AIM OF THE TASK: Convert the data below into a Markdown table with the columns Row and Line, numbering each line and omitting blank ones. Begin at the line that contains "If you could spot the bridge" and stop after the line that contains "If you could spot the valley".

Entries from a data source:

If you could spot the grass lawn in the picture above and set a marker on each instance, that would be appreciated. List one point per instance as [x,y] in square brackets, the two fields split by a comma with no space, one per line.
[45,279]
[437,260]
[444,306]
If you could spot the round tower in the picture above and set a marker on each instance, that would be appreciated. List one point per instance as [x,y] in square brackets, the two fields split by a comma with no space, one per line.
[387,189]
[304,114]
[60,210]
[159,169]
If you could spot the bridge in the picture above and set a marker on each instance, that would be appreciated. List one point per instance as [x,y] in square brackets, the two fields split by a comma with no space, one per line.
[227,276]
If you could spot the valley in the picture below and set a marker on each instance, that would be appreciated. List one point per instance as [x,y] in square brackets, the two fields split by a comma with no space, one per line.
==
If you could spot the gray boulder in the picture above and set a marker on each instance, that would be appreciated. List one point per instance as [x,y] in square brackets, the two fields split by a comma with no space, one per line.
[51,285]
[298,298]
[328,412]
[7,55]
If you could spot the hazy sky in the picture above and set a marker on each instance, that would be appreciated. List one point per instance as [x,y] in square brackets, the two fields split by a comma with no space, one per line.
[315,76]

REPLY TO THE EXERCISE:
| Row | Line |
|---|---|
| 1 | If you could spot the bridge in the picture above and set a marker on each instance, that would be appreciated. List one point per instance as [x,y] in square brackets, the two fields split by a comma with no space, one per line. |
| 2 | [227,276] |
| 3 | If you could spot the valley in the picture below and set a marker on each instance, that would be appreciated. List one point per instance as [x,y] in square brackets, the two fields split by a comma with no space, one per line. |